### WHAT THE EXERCISE ASKS
Write out the records below exactly as they appear, from the line with "Practice: locate the rock" to the line with "Practice: locate the pebble", including both of those lines. Copy nothing outside that range.

### DATASET CONTENT
— BEGIN —
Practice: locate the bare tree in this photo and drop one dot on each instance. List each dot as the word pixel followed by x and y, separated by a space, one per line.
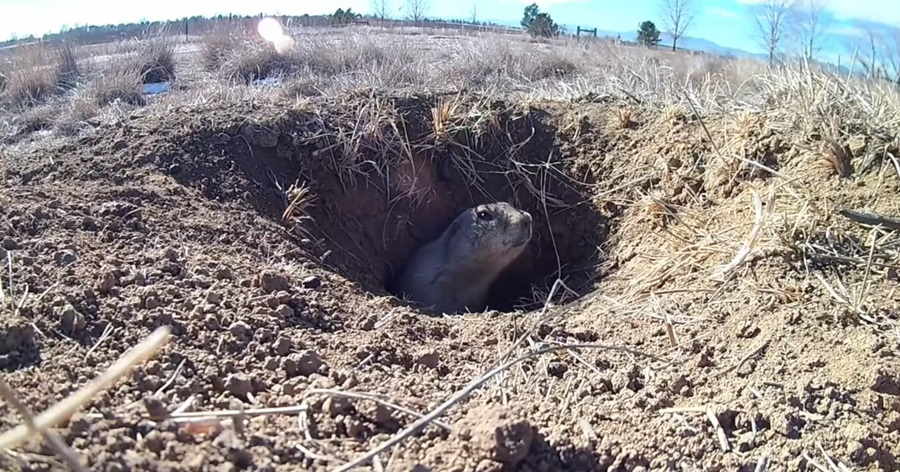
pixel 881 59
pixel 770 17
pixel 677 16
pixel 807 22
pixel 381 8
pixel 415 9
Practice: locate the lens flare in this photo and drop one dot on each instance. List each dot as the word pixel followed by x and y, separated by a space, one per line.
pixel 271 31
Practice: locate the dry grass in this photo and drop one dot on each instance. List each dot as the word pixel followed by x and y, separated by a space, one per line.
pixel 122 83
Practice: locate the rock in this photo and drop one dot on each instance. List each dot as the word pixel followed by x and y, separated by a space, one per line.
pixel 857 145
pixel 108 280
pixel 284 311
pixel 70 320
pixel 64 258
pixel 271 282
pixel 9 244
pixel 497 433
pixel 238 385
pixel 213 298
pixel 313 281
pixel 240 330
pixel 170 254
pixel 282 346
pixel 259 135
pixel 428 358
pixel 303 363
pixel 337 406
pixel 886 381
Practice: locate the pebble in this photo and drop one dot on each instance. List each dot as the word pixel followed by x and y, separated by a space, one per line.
— END —
— BEGIN —
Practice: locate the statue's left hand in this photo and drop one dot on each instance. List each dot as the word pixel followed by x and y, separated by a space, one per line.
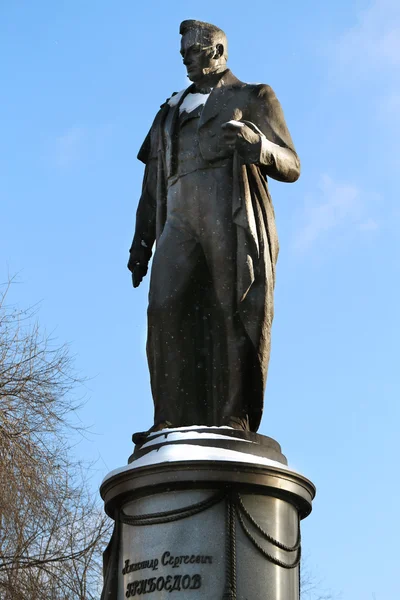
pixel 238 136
— END —
— BEGIN —
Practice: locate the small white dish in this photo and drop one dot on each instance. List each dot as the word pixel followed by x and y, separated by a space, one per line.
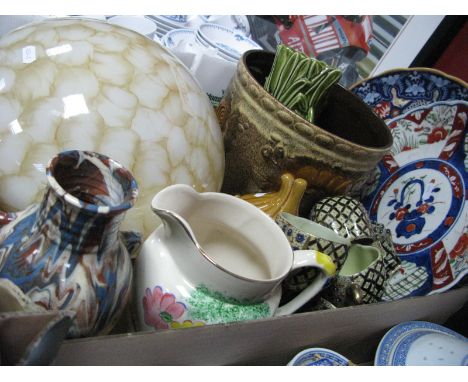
— END —
### FINAL RESULT
Practice: locate the rock in this photo and drop one dot on each instance. List each dot as the word pixel followed by x and y, separated by a space, one per line.
pixel 857 145
pixel 108 280
pixel 284 311
pixel 70 320
pixel 64 258
pixel 271 282
pixel 9 244
pixel 497 433
pixel 238 385
pixel 213 298
pixel 313 281
pixel 240 330
pixel 170 254
pixel 282 346
pixel 259 135
pixel 428 358
pixel 303 363
pixel 337 406
pixel 886 381
Practice: locate the pebble in this photo and drop one dot on each instance. List each dot as the word pixel followed by x and y, separated by a space, one per line.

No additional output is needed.